■ Exercise
Arrange the material below as a Markdown table with a Row column numbering each line and a Line column holding that line. Leave out blank lines.

----------

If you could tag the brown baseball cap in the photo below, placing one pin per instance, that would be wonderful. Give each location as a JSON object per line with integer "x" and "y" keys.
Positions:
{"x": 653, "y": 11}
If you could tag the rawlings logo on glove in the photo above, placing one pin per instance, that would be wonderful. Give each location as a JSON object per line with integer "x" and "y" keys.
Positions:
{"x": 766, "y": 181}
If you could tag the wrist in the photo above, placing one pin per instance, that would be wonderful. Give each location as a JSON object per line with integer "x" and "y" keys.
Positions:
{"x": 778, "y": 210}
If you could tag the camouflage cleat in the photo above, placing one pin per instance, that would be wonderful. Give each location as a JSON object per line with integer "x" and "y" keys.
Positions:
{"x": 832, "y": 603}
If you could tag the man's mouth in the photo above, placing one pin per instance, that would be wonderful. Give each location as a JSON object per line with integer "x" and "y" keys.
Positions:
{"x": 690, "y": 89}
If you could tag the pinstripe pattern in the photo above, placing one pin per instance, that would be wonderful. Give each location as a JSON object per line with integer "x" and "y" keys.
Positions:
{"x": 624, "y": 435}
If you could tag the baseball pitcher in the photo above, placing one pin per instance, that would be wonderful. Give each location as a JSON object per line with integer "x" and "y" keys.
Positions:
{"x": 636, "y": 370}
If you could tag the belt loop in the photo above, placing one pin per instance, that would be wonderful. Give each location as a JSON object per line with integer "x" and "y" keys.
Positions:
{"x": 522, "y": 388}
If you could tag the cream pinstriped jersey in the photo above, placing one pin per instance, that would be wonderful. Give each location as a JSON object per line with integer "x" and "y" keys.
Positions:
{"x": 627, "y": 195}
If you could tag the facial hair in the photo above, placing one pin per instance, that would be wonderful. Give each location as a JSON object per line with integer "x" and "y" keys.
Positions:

----------

■ Reply to the exercise
| Row | Line |
|---|---|
| 1 | If you could tag the brown baseball cap in the photo below, placing one pin per instance, that would be wonderful. Give each location as a JSON object per line with integer "x" and "y" keys. |
| 2 | Positions: |
| 3 | {"x": 653, "y": 11} |
| 4 | If you could tag the rawlings logo on glove in the photo above, placing one pin per instance, that would be wonderful. Give each location as a JSON object per line with integer "x" and "y" keys. |
| 5 | Positions: |
| 6 | {"x": 766, "y": 181} |
| 7 | If you could tag the wrist in the photo above, placing one pin per instance, that would be wonderful. Give each location as a JSON object per line with integer "x" and "y" keys. |
| 8 | Positions: |
| 9 | {"x": 778, "y": 210} |
| 10 | If you could tag the camouflage cleat in the photo above, placing one pin per instance, that would be wonderful. Give each location as a JSON object per line with integer "x" and "y" keys. |
| 11 | Positions: |
| 12 | {"x": 832, "y": 603} |
| 13 | If you could tag the man's mouth in the photo above, placing one pin per instance, that would be wonderful. Give each location as a JSON object per line with integer "x" and "y" keys. |
| 14 | Positions: |
| 15 | {"x": 690, "y": 89} |
| 16 | If you could tag the pinstripe pattern in the photo above, placing one pin per instance, that would be wonderful. Give each location as a JSON object per line with integer "x" and "y" keys. |
| 17 | Positions: |
| 18 | {"x": 624, "y": 435} |
| 19 | If you could tag the baseball pitcher in the photo above, placing one pin per instance, that would be wonderful. Give each location as a JSON object per line with integer "x" and "y" keys. |
| 20 | Positions: |
| 21 | {"x": 636, "y": 370} |
| 22 | If you could tag the belt loop in the photo above, placing one pin per instance, that would be wonderful. Give each location as a JSON object per line with integer "x" and "y" keys. |
| 23 | Positions: |
| 24 | {"x": 522, "y": 388} |
| 25 | If you could tag the cream pinstriped jersey in the photo above, placing one pin per instance, that would be wonderful. Give each location as a JSON object per line with integer "x" and "y" keys. |
| 26 | Positions: |
| 27 | {"x": 627, "y": 195} |
| 28 | If you could tag the facial hair in the photo above, placing one pin per instance, that would be wonderful. Give each location as a JSON object per line with integer "x" and "y" keys. |
| 29 | Positions: |